**THE PROBLEM**
Could you print the stretch of lines from the very start through the line containing "129), (1249, 126)]", both ends included, without changing a character?

※ ※ ※

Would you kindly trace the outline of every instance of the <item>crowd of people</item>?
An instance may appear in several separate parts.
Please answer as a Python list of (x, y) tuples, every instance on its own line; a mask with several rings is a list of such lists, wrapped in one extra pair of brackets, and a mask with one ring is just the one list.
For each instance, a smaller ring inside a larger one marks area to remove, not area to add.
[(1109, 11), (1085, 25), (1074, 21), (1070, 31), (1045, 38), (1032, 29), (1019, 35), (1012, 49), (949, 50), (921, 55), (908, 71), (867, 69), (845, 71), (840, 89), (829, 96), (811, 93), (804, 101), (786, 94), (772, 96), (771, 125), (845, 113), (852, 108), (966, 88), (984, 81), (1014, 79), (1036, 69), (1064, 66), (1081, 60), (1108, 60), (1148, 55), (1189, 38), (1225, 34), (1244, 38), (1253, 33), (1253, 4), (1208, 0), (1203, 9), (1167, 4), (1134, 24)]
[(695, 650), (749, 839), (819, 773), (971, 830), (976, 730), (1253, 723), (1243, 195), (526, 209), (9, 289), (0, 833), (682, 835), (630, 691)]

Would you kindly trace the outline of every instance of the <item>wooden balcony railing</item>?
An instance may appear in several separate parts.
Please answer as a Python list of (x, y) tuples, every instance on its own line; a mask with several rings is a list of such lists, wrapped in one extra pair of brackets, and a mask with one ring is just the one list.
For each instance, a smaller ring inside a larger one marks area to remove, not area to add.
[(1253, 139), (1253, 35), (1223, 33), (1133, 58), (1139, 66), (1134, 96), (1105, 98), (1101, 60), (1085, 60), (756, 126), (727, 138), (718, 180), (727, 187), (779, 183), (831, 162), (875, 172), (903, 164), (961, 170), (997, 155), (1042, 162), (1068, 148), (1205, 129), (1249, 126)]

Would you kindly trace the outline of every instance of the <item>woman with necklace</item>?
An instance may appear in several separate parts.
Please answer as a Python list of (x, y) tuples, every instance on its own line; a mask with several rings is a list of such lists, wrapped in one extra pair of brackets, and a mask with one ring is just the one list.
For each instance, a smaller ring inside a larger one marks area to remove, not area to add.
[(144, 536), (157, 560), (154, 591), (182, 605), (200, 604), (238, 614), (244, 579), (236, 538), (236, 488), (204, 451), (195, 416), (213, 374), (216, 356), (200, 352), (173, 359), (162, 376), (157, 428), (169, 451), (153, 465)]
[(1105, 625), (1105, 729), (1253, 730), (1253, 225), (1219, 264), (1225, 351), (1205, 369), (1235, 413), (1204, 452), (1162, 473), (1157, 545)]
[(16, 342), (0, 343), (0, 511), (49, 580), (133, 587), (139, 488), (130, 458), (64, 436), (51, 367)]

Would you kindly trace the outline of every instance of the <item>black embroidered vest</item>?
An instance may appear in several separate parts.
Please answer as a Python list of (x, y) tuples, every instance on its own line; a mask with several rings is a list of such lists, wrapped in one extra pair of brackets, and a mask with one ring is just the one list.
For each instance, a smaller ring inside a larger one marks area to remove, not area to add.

※ ※ ※

**RESULT OF THE EXERCISE**
Would you kindly trace the outline of every instance of the <item>crowd of people</item>?
An instance may appear in several separate parts.
Please answer as a Python list of (x, y) tuples, every instance on its own line; a mask with several rings is a list of such lists, wrapped in one extra pair of brackets, and a mask with one ring is just the one list.
For each instance, a smaller ring inside a larger one marks area to remove, not area to add.
[(1109, 11), (1085, 25), (1074, 21), (1070, 31), (1045, 38), (1032, 29), (1019, 35), (1012, 49), (949, 50), (921, 55), (908, 71), (867, 69), (845, 71), (840, 89), (829, 96), (811, 93), (804, 101), (786, 94), (772, 96), (771, 125), (845, 113), (852, 108), (966, 88), (984, 81), (1014, 79), (1036, 69), (1064, 66), (1081, 60), (1108, 60), (1148, 55), (1189, 38), (1225, 34), (1244, 38), (1253, 33), (1253, 4), (1208, 0), (1203, 9), (1167, 4), (1134, 24)]
[(695, 650), (749, 839), (819, 773), (971, 830), (976, 730), (1253, 723), (1243, 195), (526, 209), (9, 289), (0, 833), (682, 835), (630, 691)]

Would you kindly trace the outline of every instance of the <item>wooden balcony railing</item>?
An instance may appear in several separate parts.
Please answer as a Python list of (x, y) tuples, every instance on its own line; a mask with several rings is a list of such lists, wrapped in one extra pair of brackets, and a mask with one ring is just the one list.
For each instance, a smaller ring inside a larger one marks area to remove, not area to add.
[(1253, 139), (1253, 35), (1223, 33), (1133, 58), (1139, 66), (1134, 96), (1105, 98), (1101, 60), (1085, 60), (756, 126), (727, 138), (718, 180), (727, 187), (779, 183), (831, 162), (875, 172), (903, 164), (961, 170), (997, 155), (1042, 162), (1068, 148), (1205, 129), (1249, 126)]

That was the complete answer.